▶ [To do]:
#1 Reproduce the passage on Brazil's unemployment figures from "According to Brazil’s" to "out of work.", replacing "unemployment rate" with "jobless rate".
#2 List every calendar month named in the passage on Brazil's unemployment figures, each only once.

▶ [Passage shown]:
[Start of Attachment]

According to Brazil’s latest National Household Sample Survey (PNAD-COVID), the country’s official unemployment rate rose to 13.8 percent late in July — meaning 13.1 million Brazilians are currently out of work.
Between May and July, it is estimated that at least 7.2 million jobs were cut.
The report states that this is the highest unemployment rate on record, since the current time series began in 2012. As data journalist Aline Gatto Boueri showed on The Brazilian Report, the number of Brazilians out of a job continues to go up as the economy reopens.
The official unemployment rate accounts only for those who are actively seeking jobs, but millions of people stopped looking for a new position during the pandemic out of health fears or believing no jobs would be available. As isolation loosens, many of these people have returned to look for work, joining the statistics as officially unemployed.
Back in February, just before the World Health Organization declared a pandemic, Brazil’s unemployment rate sat at 12.8 percent.
Also today, the Economy Ministry released a new report on formal jobs, showing that Brazil had a positive balance of nearly 250,000 new formal positions opened in August. This was the best result for the month since 2010 — and the first time since the beginning of the pandemic in which the services sector hired more people than it fired.
These numbers help explain why confidence in Brazil’s short-term economic outlook has improved among industry and commerce companies, returning to pre-pandemic levels. However, business owners are uncertain about 2021, as the government’s emergency salary program is set to end after December.

[End of Attachment]

(Collected data entries)

[Start of Attachment]

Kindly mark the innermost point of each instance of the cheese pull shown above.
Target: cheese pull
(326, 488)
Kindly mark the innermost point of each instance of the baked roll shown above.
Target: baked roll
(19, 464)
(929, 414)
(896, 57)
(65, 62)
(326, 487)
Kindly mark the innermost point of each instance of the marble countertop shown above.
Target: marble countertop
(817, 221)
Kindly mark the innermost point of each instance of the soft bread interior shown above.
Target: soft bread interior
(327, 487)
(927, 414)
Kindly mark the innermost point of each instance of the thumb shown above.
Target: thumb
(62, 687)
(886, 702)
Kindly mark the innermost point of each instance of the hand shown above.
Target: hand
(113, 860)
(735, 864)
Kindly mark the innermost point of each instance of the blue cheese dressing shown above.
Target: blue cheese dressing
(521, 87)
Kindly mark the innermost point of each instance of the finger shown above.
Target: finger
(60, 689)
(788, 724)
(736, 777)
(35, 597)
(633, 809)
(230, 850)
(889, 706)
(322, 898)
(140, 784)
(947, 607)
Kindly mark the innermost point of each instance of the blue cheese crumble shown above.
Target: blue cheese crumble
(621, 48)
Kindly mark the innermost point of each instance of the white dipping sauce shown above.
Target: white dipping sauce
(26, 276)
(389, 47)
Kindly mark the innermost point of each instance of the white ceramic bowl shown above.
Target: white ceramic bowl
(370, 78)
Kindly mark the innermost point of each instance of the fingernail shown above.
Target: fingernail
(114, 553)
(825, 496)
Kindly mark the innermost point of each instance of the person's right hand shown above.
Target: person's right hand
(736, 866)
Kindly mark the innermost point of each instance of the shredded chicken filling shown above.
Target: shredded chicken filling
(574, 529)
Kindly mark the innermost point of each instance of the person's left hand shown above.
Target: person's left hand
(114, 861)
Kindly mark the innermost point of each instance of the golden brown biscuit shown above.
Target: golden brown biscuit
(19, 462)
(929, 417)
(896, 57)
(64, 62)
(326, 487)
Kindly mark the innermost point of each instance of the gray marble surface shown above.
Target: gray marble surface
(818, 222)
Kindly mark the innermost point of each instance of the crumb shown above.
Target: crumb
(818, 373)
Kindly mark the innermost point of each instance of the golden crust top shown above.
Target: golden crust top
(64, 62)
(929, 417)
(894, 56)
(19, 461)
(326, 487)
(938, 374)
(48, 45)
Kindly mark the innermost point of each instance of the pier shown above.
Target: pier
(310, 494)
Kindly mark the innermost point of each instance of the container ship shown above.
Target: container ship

[End of Attachment]

▶ [Responses]:
#1
According to Brazil’s latest National Household Sample Survey (PNAD-COVID), the country’s official jobless rate rose to 13.8 percent late in July — meaning 13.1 million Brazilians are currently out of work.

#2 July, May, February, August, December